→ **Page excerpt**
******************************
Highland Park, Des Moines, Iowa,
April 1, 1906

. . . I will try to tell you what I hope the dear Lord has done for me. My mother was born in Kentucky, and claimed to be a descendant of the Huguenots, of South Carolina. My father was a Virginian, and claimed his father was with George Washington during the Revolutionary war. They were married in Wilson County, Ky., about 1810, moved to Washington County, Ind., about 1820, and from thence to Carrol County, Ind., in the fall of 1829, where I first saw the light of day, April 8th, 1830. I claim to be the first white child born in Jackson, in that county.

At about that time others moved into the settlement from Ohio. The Indians were all around us, and I have as vivid a recollection of seeing them as though it were but yesterday; a large village of them was but twelve miles from our cabin, but the government moved them away in 1830. Several new comers were Old School Baptists, among them were William Hance and wife, Elder John Shanks and wife, Levi Cline and wife, who were my father and mother. They organized a church and called it Paint Creek, and from that day to this, now over seventy years, the members have met together on Saturday before the first Sunday in each month, and now in a large, line meeting-house.

. . . My father died when I was about six years of age, and my mother had the care of a large family of children. She was a close and severe disciplinarian, and gave us many talks on good moral character, which I know came from a good heart; but still I thought her religion was very bad, and came from a deceived heart. Time went on, and mother was married to a man who was a Baptist, and at last I concluded to leave the farm and go to the village and make my own living. . .
******************************
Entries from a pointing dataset
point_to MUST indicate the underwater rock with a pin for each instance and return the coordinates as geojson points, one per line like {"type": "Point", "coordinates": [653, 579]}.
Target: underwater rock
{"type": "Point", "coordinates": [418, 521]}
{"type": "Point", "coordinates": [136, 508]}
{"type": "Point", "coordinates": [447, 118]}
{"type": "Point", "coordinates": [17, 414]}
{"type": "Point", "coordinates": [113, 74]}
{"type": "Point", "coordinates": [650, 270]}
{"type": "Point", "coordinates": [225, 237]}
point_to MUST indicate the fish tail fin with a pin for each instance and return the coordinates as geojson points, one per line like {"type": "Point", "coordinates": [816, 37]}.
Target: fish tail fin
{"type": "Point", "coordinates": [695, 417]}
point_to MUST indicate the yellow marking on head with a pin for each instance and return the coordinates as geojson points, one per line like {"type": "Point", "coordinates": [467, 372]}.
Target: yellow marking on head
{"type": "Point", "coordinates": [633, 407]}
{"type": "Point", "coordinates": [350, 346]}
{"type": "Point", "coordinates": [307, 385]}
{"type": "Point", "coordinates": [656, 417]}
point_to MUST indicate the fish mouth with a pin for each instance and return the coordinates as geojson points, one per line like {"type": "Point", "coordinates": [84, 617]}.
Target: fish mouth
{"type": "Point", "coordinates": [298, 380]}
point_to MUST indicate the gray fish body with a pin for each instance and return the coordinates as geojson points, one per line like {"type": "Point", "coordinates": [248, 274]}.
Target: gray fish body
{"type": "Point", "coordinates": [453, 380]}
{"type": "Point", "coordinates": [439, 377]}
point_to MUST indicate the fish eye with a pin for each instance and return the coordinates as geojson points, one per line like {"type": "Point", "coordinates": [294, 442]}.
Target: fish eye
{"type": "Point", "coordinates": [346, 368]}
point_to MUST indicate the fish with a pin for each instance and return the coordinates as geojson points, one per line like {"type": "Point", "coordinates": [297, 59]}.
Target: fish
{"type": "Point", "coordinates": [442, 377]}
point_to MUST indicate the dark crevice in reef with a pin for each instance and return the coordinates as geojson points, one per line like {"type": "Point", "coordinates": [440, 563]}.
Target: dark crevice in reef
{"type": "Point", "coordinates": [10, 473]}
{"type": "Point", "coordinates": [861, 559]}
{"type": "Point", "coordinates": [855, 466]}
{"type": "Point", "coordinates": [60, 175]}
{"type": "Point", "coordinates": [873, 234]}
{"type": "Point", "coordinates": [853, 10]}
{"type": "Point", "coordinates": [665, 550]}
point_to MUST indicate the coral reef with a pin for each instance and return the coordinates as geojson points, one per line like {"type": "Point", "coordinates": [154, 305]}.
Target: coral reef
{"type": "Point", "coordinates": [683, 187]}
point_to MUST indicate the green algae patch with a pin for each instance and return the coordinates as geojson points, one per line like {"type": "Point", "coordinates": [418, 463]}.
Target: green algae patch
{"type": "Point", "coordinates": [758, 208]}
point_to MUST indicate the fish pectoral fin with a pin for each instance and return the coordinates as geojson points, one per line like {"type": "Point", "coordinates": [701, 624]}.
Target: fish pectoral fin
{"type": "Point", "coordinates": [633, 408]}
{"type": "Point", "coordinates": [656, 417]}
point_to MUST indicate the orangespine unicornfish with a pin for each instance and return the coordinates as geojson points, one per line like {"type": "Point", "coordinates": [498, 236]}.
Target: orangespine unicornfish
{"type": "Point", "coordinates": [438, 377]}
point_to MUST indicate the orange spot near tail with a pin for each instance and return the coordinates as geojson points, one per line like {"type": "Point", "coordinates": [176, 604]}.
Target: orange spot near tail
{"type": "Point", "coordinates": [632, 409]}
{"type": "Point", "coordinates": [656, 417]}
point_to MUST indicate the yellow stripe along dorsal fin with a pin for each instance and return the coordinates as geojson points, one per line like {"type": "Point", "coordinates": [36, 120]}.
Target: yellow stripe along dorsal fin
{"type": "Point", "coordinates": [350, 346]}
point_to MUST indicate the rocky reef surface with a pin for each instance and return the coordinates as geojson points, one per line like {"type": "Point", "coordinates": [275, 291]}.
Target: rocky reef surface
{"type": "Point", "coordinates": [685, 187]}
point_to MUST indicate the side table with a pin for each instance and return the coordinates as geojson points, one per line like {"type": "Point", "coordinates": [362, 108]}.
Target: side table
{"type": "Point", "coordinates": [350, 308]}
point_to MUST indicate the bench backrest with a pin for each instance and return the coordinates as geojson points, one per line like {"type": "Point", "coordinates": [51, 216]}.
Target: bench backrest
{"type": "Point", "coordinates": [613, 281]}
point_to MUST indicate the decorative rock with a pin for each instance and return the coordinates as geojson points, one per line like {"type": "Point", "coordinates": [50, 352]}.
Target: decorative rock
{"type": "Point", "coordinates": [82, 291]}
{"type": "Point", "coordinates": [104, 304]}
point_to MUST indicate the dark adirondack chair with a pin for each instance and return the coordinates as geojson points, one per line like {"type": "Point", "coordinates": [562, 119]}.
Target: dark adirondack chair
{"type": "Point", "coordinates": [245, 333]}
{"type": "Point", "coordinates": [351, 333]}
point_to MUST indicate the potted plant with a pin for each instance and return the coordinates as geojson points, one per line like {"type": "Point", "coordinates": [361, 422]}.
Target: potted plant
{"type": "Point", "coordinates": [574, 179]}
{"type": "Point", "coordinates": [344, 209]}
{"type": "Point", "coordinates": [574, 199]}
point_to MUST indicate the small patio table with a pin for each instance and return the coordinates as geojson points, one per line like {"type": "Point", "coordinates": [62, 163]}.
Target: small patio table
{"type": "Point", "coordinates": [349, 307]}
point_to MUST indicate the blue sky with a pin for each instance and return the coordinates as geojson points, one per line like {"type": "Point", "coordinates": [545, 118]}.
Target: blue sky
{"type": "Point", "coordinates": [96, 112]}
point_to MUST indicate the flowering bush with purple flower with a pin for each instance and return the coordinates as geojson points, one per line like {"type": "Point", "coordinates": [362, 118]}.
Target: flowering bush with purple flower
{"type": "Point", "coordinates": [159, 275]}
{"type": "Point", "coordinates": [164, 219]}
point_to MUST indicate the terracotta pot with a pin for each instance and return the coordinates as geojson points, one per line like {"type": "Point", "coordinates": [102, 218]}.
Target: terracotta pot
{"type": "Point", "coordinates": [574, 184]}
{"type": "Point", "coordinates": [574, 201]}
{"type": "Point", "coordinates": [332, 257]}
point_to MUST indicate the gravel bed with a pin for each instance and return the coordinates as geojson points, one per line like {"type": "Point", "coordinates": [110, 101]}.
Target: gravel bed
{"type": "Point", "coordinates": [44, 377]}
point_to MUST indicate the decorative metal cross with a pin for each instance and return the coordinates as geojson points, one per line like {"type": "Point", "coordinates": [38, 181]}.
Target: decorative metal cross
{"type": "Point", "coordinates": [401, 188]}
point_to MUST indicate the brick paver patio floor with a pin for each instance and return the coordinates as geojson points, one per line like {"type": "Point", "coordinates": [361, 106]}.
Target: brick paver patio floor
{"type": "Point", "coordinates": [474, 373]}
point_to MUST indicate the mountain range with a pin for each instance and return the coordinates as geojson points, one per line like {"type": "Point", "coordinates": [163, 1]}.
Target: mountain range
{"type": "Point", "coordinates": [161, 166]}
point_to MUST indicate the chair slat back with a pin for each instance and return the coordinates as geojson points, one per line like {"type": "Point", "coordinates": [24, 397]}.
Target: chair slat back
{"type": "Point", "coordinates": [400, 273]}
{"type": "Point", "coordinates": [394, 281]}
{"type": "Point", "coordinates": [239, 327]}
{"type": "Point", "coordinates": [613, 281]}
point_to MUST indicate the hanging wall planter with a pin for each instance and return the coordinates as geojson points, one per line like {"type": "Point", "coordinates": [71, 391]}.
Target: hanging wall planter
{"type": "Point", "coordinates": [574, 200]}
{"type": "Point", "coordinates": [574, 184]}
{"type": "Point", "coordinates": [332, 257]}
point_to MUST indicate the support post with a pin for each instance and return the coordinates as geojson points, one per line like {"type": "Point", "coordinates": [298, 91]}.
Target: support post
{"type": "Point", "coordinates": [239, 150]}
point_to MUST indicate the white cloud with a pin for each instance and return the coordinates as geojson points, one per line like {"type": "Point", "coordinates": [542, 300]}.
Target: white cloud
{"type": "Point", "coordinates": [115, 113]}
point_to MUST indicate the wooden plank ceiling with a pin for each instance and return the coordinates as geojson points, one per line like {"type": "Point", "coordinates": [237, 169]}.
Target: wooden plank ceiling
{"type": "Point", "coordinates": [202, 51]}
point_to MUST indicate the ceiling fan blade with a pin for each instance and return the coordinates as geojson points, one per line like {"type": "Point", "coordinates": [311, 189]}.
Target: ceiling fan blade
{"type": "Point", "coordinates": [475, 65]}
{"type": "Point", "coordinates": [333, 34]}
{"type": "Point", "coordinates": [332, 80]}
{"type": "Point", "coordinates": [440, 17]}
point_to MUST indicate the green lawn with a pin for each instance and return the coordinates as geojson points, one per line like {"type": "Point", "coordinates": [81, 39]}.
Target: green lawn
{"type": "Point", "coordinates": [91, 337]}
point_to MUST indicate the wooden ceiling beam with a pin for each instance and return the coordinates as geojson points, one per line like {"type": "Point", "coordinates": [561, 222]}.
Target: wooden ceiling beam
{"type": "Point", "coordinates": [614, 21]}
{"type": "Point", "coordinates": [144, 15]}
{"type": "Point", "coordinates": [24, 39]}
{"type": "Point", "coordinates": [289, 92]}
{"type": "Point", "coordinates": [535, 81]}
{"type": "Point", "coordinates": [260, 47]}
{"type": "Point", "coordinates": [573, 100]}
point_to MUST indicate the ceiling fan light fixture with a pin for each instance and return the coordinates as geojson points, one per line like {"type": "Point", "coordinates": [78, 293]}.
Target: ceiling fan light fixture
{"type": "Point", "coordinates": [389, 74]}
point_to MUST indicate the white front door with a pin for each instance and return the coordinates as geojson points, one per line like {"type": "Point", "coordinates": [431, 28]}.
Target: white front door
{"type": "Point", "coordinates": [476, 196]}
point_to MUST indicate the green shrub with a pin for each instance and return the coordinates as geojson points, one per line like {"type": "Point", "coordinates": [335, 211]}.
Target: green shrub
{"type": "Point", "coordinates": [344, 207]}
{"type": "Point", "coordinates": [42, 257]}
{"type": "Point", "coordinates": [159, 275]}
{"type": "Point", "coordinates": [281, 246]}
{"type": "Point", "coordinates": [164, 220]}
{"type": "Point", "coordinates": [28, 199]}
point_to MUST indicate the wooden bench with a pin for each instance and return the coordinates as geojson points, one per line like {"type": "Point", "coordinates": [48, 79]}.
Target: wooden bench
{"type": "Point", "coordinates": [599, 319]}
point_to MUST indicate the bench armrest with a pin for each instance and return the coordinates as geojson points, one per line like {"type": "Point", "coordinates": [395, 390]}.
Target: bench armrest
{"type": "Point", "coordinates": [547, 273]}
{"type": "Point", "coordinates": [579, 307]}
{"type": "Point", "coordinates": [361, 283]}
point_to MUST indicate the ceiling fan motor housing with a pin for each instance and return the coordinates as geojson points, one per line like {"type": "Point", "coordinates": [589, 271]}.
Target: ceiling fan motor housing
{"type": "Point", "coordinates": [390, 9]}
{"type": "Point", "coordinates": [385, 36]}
******************************
→ **Requirements**
In the 1906 letter, what name did the settlers give the church they organized? The rows aren't needed for what comes next.

→ **Exercise answer**
Paint Creek